2011-07-16 Thread Philippe Gerum
On Sat, 2011-07-16 at 11:15 +0200, Jan Kiszka wrote:
 On 2011-07-16 10:52, Philippe Gerum wrote:
  On Sat, 2011-07-16 at 10:13 +0200, Jan Kiszka wrote:
  On 2011-07-15 15:10, Jan Kiszka wrote:
  But... right now it looks like we found our primary regression:
  nucleus/shadow: shorten the uninterruptible path to secondary mode.
  It opens a short windows during relax where the migrated task may be
  active under both schedulers. We are currently evaluating a revert
  (looks good so far), and I need to work out my theory in more
  details.
 
  Looks like this commit just made a long-standing flaw in Xenomai's
  interrupt handling more visible: We reschedule over the interrupt stack
  in the Xenomai interrupt handler tails, at least on x86-64. Not sure if
  other archs have interrupt stacks, the point is Xenomai's design wrongly
  assumes there are no such things.
 
  Fortunately, no, this is not a design issue, no such assumption was ever
  made, but the Xenomai core expects this to be handled on a per-arch
  basis with the interrupt pipeline.
 
 And that's already the problem: If Linux uses interrupt stacks, relying 
 on ipipe to disable this during Xenomai interrupt handler execution is 
 at best a workaround. A fragile one unless you increase the pre-thread 
 stack size by the size of the interrupt stack. Lacking support for a 
 generic rescheduling hook became a problem by the time Linux introduced 
 interrupt threads.

Don't assume too much. What was done for ppc64 was not meant as a
general policy. Again, this is a per-arch decision.

 
  As you pointed out, there is no way
  to handle this via some generic Xenomai-only support.
 
  ppc64 now has separate interrupt stacks, which is why I disabled
  IRQSTACKS which became the builtin default at some point. Blackfin goes
  through a Xenomai-defined irq tail handler as well, because it may not
  reschedule over nested interrupt stacks.
 
 How does this arch prevent that xnpod_schedule in the generic interrupt 
 handler tail does its normal work?

It polls some hw status to know whether a rescheduling would be safe.
See xnarch_escalate().

 
  Fact is that such pending
  problem with x86_64 was overlooked since day #1 by /me.
 
We were lucky so far that the values
  saved on this shared stack were apparently compatible, means we were
  overwriting them with identical or harmless values. But that's no longer
  true when interrupts are hitting us in the xnpod_suspend_thread path of
  a relaxing shadow.

• _WHAT TO PRODUCE_:
List every processor architecture named in the mailing-list thread about Xenomai interrupt stacks. Nothing in the listing is needed for the task on this thread.

• _DATA SECTION_:
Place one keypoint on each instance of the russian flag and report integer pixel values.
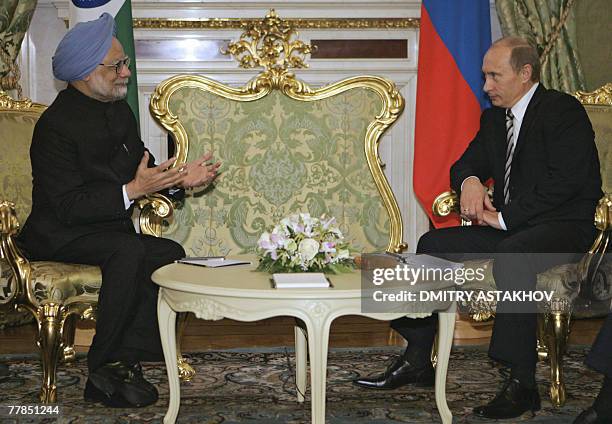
(454, 36)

• _EXPECTED OUTPUT_:
- x86-64 (also written x86_64)
- ppc64
- Blackfin